§ **Textabschnitt**:
= = =
Gut im Geschäft sind auch viele Tankstellenshops. Hier hat man sich 2016 zwischen den Sozialpartnern auf einen neuen Kollektivvertrag geeinigt, der die Sonntagsöffnung mit dem relativ weit gefassten Sortiment „Reiseproviant“erlaubt, sofern der Shop nicht mehr als 80 Quadratmeter umfasst. Anderenfalls müssen den Mitarbeitern die weit höheren Zuschläge des Handels-KV gezahlt werden.
Die großen Handelskonzerne hätten sich hier längst ihren Anteil am Sonntagsgeschäft gesichert, heißt es in der Branche. Zwar nicht als Betreiber, aber als Lieferanten der Tankstellenpächter über das Großhandelsgeschäft. Ob „Spar Express“(100 Standorte), „Merkur Inside“(80 Shops und zusätzlich 40 BP-Shops als Partner) oder „Billa Stop and Shop“(141 Standorte) – in vielen Tankstellen ist mittlerweile ein Supermarkt drinnen.
= = =
Bounding-Box-Datensätze
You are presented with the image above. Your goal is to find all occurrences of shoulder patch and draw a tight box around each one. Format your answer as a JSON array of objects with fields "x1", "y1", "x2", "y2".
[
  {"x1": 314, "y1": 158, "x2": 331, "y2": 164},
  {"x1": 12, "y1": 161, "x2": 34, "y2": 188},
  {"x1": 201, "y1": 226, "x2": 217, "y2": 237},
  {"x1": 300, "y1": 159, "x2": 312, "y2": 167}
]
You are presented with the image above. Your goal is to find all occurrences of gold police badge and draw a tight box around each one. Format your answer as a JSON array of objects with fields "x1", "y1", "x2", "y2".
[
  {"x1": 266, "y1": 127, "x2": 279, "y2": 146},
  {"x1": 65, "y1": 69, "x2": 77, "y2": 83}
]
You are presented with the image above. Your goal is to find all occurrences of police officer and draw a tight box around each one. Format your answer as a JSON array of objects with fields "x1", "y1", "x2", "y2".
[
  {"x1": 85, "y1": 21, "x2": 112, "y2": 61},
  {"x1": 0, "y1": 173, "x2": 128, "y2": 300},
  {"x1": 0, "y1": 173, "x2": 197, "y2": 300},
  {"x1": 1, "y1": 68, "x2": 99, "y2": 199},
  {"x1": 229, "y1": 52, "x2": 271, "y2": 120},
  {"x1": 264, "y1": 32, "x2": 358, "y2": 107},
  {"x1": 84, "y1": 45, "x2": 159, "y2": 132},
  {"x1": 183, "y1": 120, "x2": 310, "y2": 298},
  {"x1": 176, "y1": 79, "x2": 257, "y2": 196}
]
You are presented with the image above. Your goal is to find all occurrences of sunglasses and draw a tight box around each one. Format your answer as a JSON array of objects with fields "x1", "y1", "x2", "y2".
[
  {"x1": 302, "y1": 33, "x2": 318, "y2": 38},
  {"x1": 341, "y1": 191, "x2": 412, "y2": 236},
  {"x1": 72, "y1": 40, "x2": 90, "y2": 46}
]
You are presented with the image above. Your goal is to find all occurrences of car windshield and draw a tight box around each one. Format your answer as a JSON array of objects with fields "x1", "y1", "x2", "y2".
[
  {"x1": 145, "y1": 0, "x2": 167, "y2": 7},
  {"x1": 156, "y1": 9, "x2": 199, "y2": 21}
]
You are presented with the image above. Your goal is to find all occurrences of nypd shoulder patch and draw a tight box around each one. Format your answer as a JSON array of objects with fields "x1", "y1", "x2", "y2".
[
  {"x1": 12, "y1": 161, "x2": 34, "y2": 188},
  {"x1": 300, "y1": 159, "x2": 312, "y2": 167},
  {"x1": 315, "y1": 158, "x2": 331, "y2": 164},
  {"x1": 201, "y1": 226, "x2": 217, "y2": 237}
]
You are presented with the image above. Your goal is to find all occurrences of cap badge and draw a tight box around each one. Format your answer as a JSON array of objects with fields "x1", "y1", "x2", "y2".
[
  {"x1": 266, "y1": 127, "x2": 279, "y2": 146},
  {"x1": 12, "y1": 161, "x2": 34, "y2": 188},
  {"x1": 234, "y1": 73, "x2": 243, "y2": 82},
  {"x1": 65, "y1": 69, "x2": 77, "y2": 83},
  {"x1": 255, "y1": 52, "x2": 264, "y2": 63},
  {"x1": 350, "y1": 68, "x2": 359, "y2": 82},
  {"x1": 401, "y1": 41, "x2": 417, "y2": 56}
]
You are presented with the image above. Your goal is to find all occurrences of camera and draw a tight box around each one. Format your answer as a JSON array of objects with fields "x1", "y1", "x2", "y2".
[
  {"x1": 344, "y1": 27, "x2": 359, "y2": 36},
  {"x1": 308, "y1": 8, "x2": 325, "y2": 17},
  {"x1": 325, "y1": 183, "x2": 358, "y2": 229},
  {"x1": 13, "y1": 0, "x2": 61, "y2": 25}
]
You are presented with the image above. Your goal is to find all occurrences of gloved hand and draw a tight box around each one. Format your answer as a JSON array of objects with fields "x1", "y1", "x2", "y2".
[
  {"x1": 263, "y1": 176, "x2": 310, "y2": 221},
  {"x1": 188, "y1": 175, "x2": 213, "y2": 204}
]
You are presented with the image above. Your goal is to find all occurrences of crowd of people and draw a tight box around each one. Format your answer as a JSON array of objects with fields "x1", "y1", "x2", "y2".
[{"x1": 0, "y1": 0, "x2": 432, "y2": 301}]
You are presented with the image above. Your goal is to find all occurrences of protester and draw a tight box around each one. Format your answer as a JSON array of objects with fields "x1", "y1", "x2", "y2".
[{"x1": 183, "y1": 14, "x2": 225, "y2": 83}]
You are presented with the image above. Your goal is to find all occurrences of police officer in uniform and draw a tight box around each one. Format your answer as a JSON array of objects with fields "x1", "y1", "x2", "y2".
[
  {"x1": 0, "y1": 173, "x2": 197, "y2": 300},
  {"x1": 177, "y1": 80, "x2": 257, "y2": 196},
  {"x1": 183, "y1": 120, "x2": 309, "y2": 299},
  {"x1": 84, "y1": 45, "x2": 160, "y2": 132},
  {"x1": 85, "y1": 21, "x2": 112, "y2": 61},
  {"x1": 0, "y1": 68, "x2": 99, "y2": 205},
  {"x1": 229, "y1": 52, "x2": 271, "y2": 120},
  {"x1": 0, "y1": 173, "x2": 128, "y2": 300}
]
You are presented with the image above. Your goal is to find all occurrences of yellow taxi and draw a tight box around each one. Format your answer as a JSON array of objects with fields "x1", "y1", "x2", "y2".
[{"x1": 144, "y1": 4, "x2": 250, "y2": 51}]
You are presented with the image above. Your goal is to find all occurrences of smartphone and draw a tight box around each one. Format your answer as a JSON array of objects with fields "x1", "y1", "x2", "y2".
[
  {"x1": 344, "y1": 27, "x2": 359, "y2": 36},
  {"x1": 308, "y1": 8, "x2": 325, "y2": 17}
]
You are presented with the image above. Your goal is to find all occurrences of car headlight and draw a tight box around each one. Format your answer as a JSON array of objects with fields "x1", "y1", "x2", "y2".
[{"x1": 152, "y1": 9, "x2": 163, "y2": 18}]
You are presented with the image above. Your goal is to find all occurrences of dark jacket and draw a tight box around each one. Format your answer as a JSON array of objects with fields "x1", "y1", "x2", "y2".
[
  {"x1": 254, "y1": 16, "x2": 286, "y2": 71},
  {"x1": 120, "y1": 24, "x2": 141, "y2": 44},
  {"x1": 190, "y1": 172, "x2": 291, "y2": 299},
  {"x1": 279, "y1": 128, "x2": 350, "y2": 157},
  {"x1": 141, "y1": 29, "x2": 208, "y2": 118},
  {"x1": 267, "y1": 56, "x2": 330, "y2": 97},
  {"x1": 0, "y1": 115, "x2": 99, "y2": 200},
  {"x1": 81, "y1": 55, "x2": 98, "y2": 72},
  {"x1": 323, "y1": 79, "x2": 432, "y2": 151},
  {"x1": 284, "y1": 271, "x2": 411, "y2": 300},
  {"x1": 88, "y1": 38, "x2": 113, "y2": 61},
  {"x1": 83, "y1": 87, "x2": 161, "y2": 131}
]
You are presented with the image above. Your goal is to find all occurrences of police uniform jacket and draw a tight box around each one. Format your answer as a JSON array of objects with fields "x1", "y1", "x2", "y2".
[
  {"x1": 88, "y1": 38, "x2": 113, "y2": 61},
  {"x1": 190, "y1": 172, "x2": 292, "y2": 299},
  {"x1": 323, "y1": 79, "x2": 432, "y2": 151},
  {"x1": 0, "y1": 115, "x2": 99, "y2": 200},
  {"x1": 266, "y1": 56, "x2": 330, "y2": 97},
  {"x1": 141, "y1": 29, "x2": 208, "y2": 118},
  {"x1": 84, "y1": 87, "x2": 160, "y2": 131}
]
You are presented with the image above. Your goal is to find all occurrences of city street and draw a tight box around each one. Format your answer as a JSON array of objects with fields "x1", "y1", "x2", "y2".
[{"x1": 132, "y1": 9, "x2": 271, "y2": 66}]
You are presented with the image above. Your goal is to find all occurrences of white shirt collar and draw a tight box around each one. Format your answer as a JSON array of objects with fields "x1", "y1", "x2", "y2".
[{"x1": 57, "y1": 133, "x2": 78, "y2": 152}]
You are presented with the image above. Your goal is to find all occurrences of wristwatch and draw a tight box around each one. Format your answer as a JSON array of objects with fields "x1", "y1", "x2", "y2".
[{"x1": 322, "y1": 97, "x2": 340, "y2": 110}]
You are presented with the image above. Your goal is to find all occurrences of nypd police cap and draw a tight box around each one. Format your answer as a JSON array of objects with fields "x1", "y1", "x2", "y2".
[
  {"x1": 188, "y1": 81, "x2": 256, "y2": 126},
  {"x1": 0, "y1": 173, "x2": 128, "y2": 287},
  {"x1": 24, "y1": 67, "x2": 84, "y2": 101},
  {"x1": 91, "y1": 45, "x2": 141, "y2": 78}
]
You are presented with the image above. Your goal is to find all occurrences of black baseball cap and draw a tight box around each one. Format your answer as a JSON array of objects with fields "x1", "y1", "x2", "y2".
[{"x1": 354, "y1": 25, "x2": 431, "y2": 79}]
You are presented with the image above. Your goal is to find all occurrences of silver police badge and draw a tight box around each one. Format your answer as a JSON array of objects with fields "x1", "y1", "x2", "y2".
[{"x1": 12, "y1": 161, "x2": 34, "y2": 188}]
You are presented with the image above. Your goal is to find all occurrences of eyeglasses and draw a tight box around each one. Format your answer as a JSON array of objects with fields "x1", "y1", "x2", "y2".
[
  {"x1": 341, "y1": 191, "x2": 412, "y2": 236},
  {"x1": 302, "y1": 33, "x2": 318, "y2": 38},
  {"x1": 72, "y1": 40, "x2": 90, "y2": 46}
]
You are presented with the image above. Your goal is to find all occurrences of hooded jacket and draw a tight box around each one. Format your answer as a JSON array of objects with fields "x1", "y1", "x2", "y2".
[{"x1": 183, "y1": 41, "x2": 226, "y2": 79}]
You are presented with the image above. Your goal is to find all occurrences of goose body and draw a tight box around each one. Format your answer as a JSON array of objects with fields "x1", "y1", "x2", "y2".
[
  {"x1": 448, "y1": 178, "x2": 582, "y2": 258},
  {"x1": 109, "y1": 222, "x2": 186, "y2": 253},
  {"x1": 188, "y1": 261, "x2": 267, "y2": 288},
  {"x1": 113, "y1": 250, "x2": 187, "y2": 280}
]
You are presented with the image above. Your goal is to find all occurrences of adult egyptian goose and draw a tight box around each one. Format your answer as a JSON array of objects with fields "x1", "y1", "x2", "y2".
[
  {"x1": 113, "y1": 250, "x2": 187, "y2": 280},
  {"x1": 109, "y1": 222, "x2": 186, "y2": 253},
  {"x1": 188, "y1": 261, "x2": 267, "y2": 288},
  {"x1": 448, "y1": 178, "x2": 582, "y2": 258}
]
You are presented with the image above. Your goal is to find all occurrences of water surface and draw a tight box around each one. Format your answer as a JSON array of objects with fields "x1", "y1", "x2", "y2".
= = =
Bitte übertrage den folgenden Satz aus dem Text über Tankstellenshops ins Englische: „Die großen Handelskonzerne hätten sich hier längst ihren Anteil am Sonntagsgeschäft gesichert, heißt es in der Branche.“

§ **Ergebnis**:
According to the industry, the large retail groups secured their share of the Sunday business here long ago.